Die Stoffpreisgleitklausel zählt mit der Lohnpreisgleitklausel zu den beiden Unterkategorien der Preisgleitklausel. Diese sollen sicherstellen, dass Bauunternehmen unerwartete Preissteigerungen an die Auftraggeber:innen weitergeben können. Die Unterschiede zwischen der Stoffpreisgleitklausel und der Lohnpreisgleitklausel liegen auf der Hand: Während sich bei Lohnpreisgleitklauseln der Preis aufgrund der gestiegenen Lohnkosten verändert, sind bei Stoffpreisgleitklauseln die Baustoffpreise das entscheidende Kriterium. Wenn für Stahl oder Zement mehr gezahlt werden muss, kann unter Umständen eine Stoffpreisgleitklausel angewendet werden.
Eine Bedingung ist aber, dass das auftragnehmende Unternehmen die Preise nicht beeinflussen kann und es diese nicht im Voraus abschätzen konnte. Unter Umständen sind die Stoffpreisgleitklauseln auch für Betriebsstoffe anwendbar. Zu Betriebsstoffen zählen beispielsweise Gas oder Benzin für das Betreiben von Fahrzeugen, aber auch Strom oder Brennstoffe, denn auch hier handelt es sich um Stoffe, die verbraucht werden.
Warum gibt es Stoffpreisgleitklauseln?
Die Klausel wurde geschaffen, um Unternehmen vor sogenannten ungewöhnlichen Wagnissen zu schützen. Damit sind unerwartete Preissprünge bei Bau- oder Betriebsstoffen gemeint. Es soll verhindert werden, dass auftragnehmende Unternehmen auf diesen Kosten sitzen bleiben, denn dadurch könnten sie in eine finanzielle Schieflage geraten. Dies wäre auch für die auftraggebende Seite von Nachteil, weil es im schlimmsten Fall sogar zu Baustopps kommen kann.

..............................

IHRE AUFGABEN ::
1. Vor welcher Art von Wagnissen soll die Klausel laut dem Text zur Stoffpreisgleitklausel Unternehmen schützen?
2. Schreiben Sie den Text zur Stoffpreisgleitklausel im Anschluss an seinen letzten Satz weiter.

Datensätze aus einer Datensammlung ::
..............................

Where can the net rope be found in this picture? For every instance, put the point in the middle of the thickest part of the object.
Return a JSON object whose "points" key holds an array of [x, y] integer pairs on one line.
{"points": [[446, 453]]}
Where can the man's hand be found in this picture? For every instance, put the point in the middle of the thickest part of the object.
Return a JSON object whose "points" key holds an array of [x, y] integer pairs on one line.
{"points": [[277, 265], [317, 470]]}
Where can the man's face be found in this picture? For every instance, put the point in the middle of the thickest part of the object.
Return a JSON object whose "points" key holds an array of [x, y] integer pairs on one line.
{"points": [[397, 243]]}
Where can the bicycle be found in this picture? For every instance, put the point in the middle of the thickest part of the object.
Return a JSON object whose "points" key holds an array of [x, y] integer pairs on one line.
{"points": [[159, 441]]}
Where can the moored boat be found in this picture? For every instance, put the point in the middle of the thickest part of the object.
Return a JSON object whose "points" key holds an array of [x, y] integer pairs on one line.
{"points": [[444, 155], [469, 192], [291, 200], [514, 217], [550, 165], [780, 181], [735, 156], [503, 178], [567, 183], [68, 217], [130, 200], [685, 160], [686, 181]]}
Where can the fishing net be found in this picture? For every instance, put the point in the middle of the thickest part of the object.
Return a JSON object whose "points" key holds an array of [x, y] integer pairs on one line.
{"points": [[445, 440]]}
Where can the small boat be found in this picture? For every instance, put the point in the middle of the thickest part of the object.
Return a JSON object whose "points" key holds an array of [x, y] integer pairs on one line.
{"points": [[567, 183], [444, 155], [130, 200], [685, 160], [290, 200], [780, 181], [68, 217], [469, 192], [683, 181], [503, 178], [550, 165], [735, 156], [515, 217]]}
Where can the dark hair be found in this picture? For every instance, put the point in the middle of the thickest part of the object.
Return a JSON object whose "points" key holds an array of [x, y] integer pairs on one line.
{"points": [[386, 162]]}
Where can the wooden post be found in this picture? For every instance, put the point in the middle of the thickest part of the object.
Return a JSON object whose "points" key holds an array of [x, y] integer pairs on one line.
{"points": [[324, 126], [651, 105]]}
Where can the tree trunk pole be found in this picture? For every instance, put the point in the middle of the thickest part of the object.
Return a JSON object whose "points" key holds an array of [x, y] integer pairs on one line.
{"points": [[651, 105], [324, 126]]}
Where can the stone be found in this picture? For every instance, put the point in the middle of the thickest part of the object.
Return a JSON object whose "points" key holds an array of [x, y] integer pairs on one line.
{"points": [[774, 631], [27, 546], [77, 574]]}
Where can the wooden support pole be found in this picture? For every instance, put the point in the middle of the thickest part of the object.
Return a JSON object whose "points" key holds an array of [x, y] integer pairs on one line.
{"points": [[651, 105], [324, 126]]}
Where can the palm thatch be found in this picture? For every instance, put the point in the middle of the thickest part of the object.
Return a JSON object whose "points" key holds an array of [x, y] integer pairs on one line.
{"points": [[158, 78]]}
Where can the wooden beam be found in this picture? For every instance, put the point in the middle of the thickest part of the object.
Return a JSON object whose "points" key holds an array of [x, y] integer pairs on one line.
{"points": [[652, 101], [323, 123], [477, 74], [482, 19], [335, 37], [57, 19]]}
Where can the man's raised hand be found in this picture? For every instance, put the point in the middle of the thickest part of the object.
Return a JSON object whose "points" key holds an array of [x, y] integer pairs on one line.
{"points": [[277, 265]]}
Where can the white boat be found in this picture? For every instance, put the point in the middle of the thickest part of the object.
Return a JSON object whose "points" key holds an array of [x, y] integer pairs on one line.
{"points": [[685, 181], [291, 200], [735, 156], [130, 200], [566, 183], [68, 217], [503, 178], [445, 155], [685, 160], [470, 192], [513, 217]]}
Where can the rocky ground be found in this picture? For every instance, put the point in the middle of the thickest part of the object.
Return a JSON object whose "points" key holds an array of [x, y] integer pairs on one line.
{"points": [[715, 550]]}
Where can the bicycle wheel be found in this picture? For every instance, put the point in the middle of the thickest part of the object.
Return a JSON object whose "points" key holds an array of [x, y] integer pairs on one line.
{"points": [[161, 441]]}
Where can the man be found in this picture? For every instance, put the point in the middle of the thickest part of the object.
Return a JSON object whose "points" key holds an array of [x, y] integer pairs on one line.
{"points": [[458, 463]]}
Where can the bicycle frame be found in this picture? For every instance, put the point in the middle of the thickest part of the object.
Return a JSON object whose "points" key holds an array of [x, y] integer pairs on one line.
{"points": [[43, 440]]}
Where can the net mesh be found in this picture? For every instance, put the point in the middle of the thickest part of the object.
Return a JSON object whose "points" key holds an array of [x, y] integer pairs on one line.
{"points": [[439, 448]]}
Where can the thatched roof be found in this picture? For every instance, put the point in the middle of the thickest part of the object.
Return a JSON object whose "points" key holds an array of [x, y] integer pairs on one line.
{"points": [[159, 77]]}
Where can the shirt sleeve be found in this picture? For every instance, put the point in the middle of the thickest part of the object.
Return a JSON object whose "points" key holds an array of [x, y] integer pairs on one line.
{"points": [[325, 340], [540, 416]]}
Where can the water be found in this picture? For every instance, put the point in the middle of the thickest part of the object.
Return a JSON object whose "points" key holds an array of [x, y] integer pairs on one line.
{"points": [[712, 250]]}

..............................

ANTWORTEN JE AUFGABE ::
1. Sie soll Unternehmen vor ungewöhnlichen Wagnissen schützen, also vor unerwarteten Preissprüngen bei Bau- oder Betriebsstoffen.

2.
Bei Bauzeitverlängerungen oder mehrjährigen Projekten ist die Gefahr naturgemäß höher, dass die benötigten Materialien sich verteuern. Deshalb soll die Stoffpreisgleitklausel dafür sorgen, dass die Mehrkosten für Auftragnehmer:innen durch die Auftraggeberseite abgedeckt werden. Gleiches gilt aber auch umgekehrt: Wenn die Preise fallen, muss diese Ersparnis an die Auftraggeber:innen weitergegeben werden.
Gelten Stoffpreisgleitklauseln für alle Baustoffe?
Nein, das ist nicht der Fall – außer es handelt sich um einen privatwirtschaftlichen Auftrag. Bei öffentlichen Aufträgen legt der Bund jeweils fest, für welche Baustoffe die Klausel gelten soll. Dieser beschränkt sich auf solche Baustoffe, die in besonderem Maß von Preisveränderungen betroffen sind und für die daher ein nicht zu kalkulierendes Preisrisiko besteht. Im Jahr 2022 galten für die folgenden Baustoffe Preisgleitklauseln:
- Stahl und Stahllegierungen
- Aluminium
- Kupfer
- Erdölprodukte (Bitumen, Kunststoffrohre, Folien und Dichtbahnen, Asphaltmischgut)
- Epoxidharze
- Zementprodukte
- Holz
- Gusseiserne Rohre
Erlasse der Öffentlichen Hand
Der Bund kann mittels eines ministeriellen Erlasses Stoffpreisgleitklauseln festlegen, die jeweils für alle Bundesbaumaßnahmen verbindlich sind. Die Länderbauverwaltungen und Kommunen übernehmen die darin enthaltenen Regelungen oft. Die Erlasse sind immer nur für einen bestimmten Zeitraum gültig. Wenn sich die Preise bis dahin nicht stabilisiert haben, können die Erlasse verlängert werden.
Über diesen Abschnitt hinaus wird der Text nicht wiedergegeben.